-- EXTRACT PROVIDED start --

Leveraged by millions of users every day, EMS Software manages some of the highest profile spaces in the world (including the NASDAQ bell). We are consistently delivering new features to our suite of products. We want tackle bigger challenges and accomplish some truly amazing things. Our team is always improving our codebase and operations footprint and we have amassed a sizeable backlog of interesting challenges and product initiatives. Our team needs to grow to enable even greater success in our industry, and that is where you come in.
Your First Three Months
In your first month, as your familiarity with the product grows, your responsibilities and influence will grow as well. You, along with your team, will be responsible for supporting the product team’s operational needs in the lower environments.
You will collaborate with other members of the operations team in established patterns and continue to hone your skills as you push the design, architecture and implementation of our CI pipelines (lower and upper environments) to their next phase.

-- EXTRACT PROVIDED end --
-- RECORDS SHOWN start --

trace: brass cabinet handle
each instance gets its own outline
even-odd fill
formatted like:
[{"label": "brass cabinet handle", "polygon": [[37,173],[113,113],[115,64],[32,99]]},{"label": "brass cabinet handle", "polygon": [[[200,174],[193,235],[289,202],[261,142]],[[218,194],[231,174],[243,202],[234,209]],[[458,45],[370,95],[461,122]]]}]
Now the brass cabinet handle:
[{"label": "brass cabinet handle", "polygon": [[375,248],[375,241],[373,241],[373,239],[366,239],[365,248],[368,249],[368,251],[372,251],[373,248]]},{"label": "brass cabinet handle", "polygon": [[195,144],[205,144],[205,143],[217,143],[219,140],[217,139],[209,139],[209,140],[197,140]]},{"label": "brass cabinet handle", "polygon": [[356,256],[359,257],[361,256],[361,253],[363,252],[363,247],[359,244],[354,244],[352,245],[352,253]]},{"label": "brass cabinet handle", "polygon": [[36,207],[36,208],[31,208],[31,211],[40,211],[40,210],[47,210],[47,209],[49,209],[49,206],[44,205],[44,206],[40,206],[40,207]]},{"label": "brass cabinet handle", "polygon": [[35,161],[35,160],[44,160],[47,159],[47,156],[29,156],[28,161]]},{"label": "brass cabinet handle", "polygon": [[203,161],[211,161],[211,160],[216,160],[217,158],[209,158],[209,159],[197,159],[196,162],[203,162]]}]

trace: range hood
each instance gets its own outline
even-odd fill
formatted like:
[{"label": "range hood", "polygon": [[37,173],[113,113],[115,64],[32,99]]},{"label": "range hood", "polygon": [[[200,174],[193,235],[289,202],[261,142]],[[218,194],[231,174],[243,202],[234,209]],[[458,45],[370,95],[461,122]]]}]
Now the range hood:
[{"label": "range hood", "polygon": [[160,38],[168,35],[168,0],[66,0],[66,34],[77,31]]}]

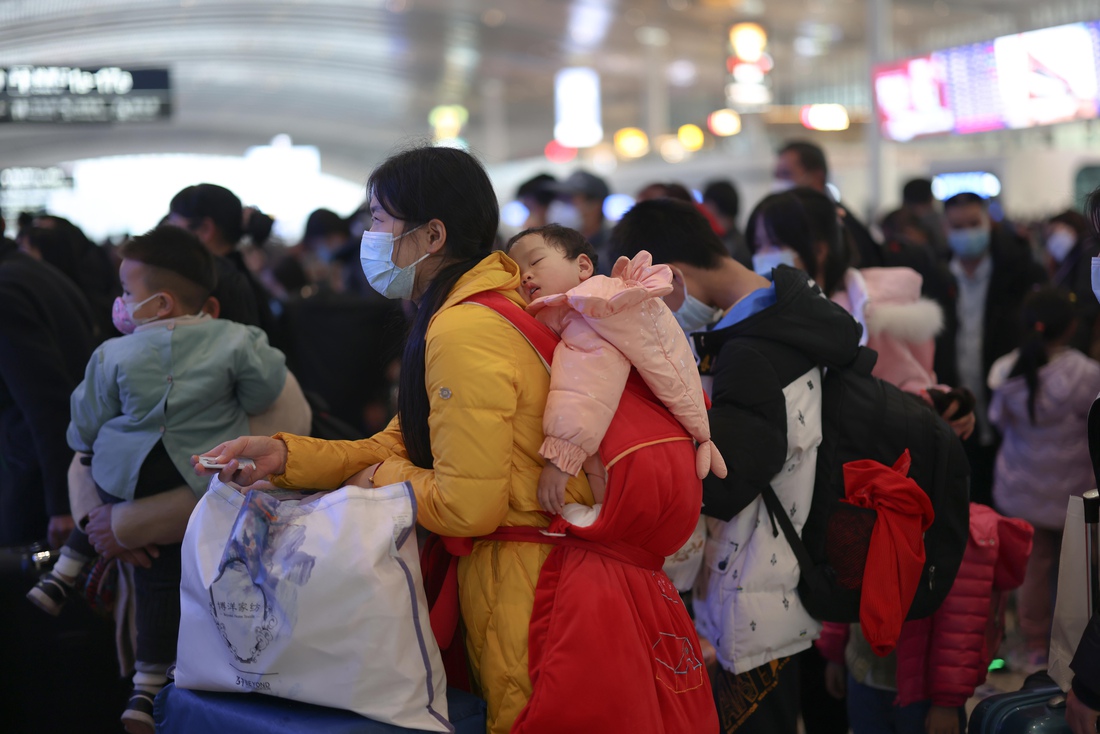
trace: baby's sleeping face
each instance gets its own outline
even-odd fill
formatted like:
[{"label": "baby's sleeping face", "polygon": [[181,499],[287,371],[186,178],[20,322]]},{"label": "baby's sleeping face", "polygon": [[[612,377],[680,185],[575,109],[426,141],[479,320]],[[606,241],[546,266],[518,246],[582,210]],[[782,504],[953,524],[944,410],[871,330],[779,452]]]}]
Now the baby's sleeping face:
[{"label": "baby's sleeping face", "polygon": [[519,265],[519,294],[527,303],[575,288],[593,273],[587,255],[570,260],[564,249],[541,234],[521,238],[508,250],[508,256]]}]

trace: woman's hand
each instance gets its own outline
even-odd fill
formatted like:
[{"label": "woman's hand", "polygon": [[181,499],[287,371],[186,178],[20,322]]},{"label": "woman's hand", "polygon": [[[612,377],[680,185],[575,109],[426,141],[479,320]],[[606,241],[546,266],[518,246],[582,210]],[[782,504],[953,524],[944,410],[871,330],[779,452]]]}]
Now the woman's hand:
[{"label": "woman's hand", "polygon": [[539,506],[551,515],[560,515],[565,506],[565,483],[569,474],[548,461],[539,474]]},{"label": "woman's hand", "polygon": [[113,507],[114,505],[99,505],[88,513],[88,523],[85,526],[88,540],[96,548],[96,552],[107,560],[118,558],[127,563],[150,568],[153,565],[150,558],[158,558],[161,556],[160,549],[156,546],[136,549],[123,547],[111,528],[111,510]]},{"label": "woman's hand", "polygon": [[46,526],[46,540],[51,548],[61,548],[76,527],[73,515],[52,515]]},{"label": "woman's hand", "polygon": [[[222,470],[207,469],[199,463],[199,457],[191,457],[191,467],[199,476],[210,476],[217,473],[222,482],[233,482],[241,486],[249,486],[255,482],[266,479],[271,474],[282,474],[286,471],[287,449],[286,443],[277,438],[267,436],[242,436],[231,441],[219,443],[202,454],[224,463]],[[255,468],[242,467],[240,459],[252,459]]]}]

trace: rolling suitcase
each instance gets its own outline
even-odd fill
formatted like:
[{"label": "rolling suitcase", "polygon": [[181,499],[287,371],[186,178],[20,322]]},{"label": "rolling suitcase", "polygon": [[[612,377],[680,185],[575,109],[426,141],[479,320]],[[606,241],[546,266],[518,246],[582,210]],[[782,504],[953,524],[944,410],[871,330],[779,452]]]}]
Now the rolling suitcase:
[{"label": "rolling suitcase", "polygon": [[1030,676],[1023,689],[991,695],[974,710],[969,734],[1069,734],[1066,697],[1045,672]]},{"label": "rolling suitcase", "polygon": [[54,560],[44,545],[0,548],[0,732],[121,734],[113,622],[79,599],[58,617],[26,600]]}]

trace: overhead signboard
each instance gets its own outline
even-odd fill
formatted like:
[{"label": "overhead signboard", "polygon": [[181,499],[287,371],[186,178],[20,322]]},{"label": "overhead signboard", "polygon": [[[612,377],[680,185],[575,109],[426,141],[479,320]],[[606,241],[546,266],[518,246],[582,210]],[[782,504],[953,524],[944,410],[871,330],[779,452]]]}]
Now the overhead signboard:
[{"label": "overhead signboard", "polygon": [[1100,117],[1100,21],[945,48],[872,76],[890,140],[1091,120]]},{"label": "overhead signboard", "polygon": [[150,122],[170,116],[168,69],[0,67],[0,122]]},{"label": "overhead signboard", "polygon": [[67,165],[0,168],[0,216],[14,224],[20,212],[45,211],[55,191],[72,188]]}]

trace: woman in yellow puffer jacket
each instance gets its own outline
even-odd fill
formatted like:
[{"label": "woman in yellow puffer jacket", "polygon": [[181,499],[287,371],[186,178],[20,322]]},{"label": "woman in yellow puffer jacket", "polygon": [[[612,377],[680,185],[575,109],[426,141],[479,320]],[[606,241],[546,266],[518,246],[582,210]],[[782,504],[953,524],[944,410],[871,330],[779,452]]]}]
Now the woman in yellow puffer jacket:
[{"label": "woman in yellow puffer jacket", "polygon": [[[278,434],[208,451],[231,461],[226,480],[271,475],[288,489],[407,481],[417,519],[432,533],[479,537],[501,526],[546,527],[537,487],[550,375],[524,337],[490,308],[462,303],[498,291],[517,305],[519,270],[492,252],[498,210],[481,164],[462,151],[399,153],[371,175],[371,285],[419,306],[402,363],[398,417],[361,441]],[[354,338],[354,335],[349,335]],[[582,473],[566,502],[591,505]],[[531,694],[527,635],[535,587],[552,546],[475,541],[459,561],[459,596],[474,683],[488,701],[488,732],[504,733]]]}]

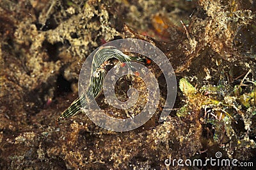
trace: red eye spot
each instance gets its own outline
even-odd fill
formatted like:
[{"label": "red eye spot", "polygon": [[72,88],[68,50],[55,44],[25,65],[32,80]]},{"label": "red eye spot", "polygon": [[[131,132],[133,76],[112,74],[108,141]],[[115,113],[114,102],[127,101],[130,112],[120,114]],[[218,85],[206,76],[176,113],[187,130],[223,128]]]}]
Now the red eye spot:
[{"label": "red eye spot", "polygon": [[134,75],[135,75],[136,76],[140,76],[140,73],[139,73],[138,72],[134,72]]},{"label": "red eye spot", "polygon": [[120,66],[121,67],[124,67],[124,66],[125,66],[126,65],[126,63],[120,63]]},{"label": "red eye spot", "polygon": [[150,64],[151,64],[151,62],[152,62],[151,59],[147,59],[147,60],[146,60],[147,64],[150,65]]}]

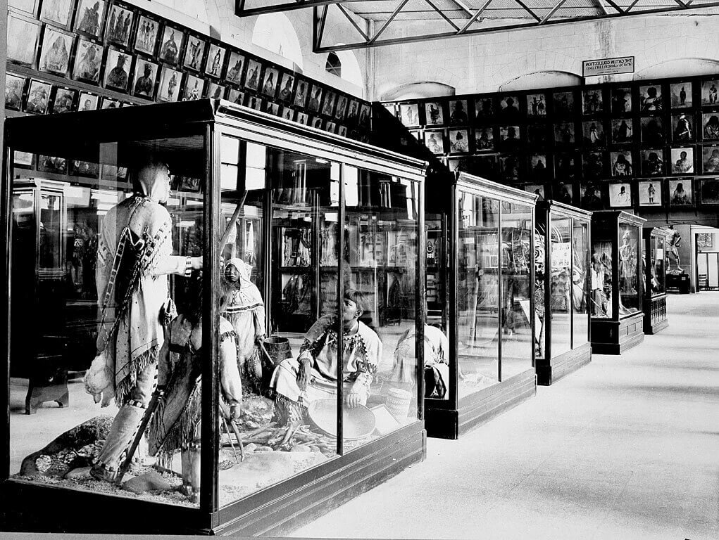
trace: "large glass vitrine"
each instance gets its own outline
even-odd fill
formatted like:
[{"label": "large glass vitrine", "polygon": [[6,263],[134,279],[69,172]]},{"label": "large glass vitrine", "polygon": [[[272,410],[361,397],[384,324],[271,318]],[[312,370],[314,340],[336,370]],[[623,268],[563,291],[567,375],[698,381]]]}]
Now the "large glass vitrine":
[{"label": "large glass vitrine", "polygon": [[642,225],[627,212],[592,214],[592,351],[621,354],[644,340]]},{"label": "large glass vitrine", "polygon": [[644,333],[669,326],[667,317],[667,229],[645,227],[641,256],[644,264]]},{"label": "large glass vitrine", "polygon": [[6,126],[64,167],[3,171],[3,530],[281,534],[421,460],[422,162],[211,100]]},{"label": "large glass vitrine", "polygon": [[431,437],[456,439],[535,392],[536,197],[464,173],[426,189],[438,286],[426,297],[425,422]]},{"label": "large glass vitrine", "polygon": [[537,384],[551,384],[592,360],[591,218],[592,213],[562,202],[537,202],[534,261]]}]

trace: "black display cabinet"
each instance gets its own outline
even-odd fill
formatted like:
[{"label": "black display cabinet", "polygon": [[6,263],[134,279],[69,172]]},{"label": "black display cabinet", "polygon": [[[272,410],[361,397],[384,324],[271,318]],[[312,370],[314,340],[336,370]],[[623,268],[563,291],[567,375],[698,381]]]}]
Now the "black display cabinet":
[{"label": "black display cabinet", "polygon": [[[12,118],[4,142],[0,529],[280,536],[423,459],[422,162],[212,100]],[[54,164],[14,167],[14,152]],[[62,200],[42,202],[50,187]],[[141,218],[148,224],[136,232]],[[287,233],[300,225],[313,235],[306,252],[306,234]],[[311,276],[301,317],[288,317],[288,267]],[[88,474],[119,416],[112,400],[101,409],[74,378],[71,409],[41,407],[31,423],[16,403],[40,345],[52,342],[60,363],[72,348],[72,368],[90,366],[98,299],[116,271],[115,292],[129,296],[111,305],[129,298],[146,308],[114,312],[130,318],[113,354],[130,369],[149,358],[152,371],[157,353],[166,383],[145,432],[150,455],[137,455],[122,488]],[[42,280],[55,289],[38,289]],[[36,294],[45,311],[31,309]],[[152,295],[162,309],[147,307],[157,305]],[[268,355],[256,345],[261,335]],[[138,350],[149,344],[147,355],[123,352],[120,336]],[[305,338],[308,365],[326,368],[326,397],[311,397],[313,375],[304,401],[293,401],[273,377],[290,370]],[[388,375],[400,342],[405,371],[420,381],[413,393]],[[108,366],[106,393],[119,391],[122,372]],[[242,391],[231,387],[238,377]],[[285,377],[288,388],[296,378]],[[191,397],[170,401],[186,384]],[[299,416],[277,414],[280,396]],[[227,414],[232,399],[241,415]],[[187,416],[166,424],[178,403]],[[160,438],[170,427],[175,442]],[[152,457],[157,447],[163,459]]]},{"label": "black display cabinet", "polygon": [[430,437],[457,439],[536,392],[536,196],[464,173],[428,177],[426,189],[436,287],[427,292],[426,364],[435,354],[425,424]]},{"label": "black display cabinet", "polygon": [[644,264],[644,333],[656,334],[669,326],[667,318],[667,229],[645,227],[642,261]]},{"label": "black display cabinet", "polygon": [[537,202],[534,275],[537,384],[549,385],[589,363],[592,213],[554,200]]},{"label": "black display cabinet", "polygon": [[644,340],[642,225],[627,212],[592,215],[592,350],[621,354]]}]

-- RECORDS SHOWN end --

WHAT IS ASKED =>
Please answer from the job posting: in the first month, what will the new hire and their team be responsible for supporting?

CORRECT RESPONSE =>
The product team's operational needs in the lower environments.